Text excerpt section start

Skip to content

Base Auto-Type

Common interface shared by all extraction result types.


hyperextract.types.BaseAutoType

Bases: ABC, Generic[T]

Unified knowledge abstract class integrating extraction, storage, and aggregation.

This abstract base class provides a complete framework for managing structured knowledge extracted from text. It handles the full lifecycle from extraction to serialization.

Responsibilities
  • Extract structured knowledge from text using LLM
  • Automatically handle long text chunking and parallel processing
  • Store and aggregate extracted knowledge with configurable merge strategies
  • Build and maintain vector indices for semantic search
  • Provide semantic search and retrieval capabilities
  • Support chat/QA interactions by retrieving relevant context and feeding it to LLM
  • Provide serialization and deserialization capabilities

Attributes

data: T abstractmethod property

Returns all stored knowledge (read-only access).

This is an abstract property that subclasses must implement. Subclasses may apply transformations to convert internal _data structure to the external Schema T if they differ (e.g., AutoSet converts OMem → List).

Text excerpt section end
Records provided section start

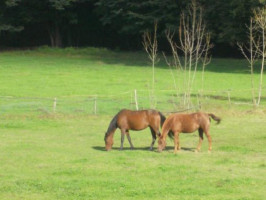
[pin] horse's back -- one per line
(133, 120)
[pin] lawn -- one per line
(60, 155)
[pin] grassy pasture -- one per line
(46, 155)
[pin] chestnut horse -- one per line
(127, 120)
(186, 123)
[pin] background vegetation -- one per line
(60, 155)
(117, 24)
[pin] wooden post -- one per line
(229, 97)
(136, 100)
(54, 107)
(95, 105)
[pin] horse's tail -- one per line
(163, 118)
(112, 126)
(215, 118)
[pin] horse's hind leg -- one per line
(153, 138)
(177, 145)
(200, 139)
(122, 139)
(129, 140)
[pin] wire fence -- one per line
(164, 100)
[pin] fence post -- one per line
(229, 97)
(136, 99)
(95, 105)
(54, 107)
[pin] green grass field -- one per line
(47, 155)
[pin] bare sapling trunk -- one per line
(150, 45)
(256, 50)
(251, 56)
(193, 45)
(260, 23)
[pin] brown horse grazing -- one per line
(186, 123)
(127, 120)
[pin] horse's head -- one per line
(108, 142)
(161, 144)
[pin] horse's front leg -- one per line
(153, 134)
(122, 139)
(209, 140)
(129, 140)
(176, 138)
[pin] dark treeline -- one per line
(116, 24)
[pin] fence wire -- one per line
(163, 100)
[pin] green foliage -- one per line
(47, 155)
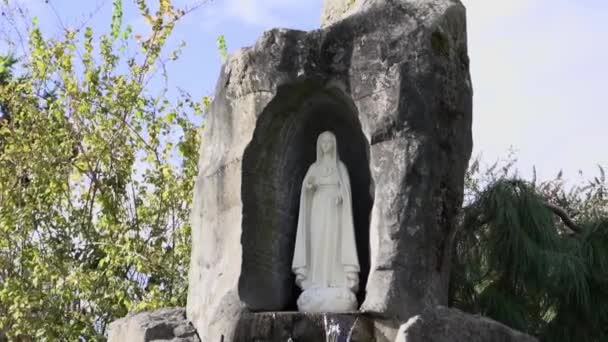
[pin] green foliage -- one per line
(222, 47)
(96, 177)
(517, 262)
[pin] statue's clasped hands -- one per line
(311, 185)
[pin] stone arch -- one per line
(274, 164)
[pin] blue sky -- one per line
(539, 67)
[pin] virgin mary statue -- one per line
(325, 259)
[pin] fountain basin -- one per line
(305, 327)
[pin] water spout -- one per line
(332, 330)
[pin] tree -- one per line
(96, 176)
(534, 255)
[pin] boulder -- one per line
(167, 324)
(392, 82)
(442, 324)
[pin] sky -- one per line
(539, 67)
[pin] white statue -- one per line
(325, 259)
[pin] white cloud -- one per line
(539, 72)
(257, 14)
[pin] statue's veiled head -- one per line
(327, 146)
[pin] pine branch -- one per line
(565, 217)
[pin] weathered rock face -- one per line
(168, 324)
(441, 324)
(392, 83)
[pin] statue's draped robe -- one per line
(325, 240)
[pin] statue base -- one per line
(333, 299)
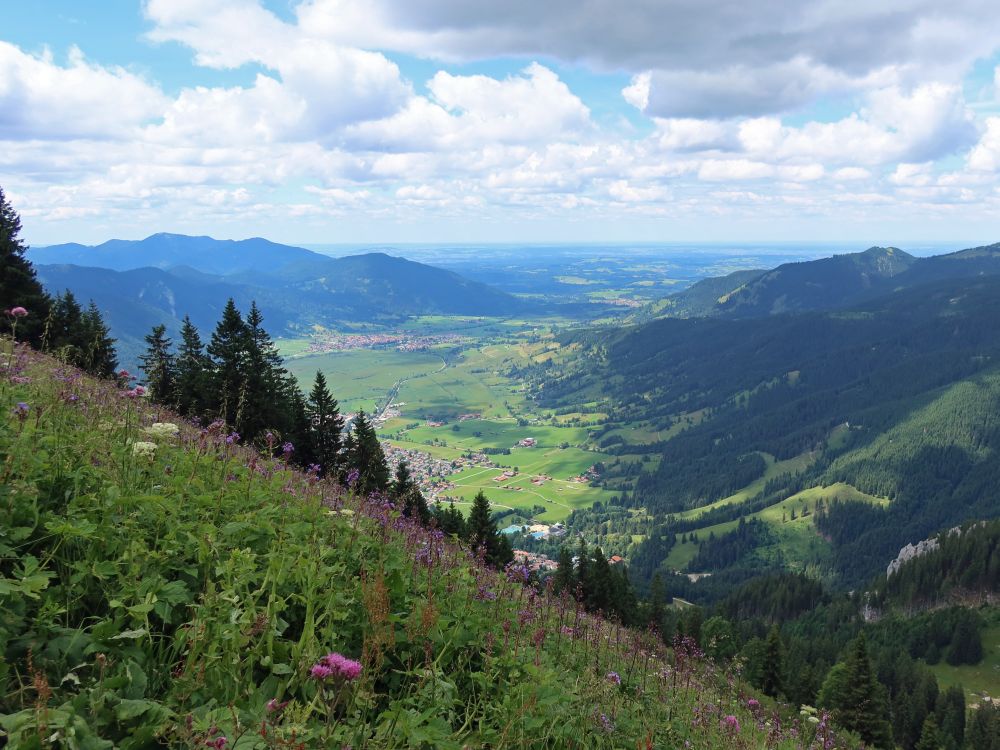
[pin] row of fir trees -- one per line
(238, 377)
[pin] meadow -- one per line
(978, 680)
(444, 383)
(361, 378)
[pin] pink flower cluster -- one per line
(335, 665)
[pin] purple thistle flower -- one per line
(606, 723)
(274, 705)
(341, 666)
(320, 671)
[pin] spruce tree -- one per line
(19, 286)
(599, 584)
(564, 578)
(326, 427)
(771, 680)
(863, 706)
(192, 373)
(481, 533)
(449, 519)
(158, 364)
(229, 350)
(98, 356)
(582, 570)
(950, 712)
(268, 394)
(407, 495)
(64, 328)
(930, 736)
(657, 601)
(367, 457)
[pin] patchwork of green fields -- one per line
(978, 680)
(361, 378)
(791, 520)
(445, 383)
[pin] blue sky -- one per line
(371, 121)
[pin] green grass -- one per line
(558, 495)
(292, 347)
(360, 378)
(800, 545)
(163, 597)
(978, 679)
(774, 468)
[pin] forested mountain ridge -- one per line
(894, 398)
(160, 279)
(824, 284)
(203, 594)
(165, 250)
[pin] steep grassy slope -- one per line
(162, 588)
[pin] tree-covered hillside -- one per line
(161, 585)
(893, 399)
(824, 284)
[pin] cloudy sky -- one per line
(524, 120)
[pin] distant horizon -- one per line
(835, 247)
(388, 122)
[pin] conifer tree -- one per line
(564, 578)
(228, 350)
(858, 701)
(930, 736)
(192, 373)
(950, 712)
(268, 393)
(326, 427)
(407, 495)
(158, 364)
(657, 601)
(599, 583)
(771, 680)
(449, 519)
(64, 327)
(481, 531)
(366, 455)
(98, 348)
(19, 286)
(582, 569)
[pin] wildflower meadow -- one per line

Records provided section end

Activity 1
According to the Base Auto-Type page, why might a subclass apply transformations when implementing the data property? Answer in one to three sentences.
Activity 2
Answer these questions on the Base Auto-Type page:
(a) What are the bases of hyperextract.types.BaseAutoType?
(b) Which responsibility concerns how long text is dealt with?
(c) What does the data property return?

Exercise answer 1
A subclass may apply transformations so that its internal _data structure is converted to the external Schema T when the two differ. For example, AutoSet converts OMem to List.

Exercise answer 2
(a) ABC and Generic[T].
(b) Automatically handling long text chunking and parallel processing.
(c) All stored knowledge, with read-only access.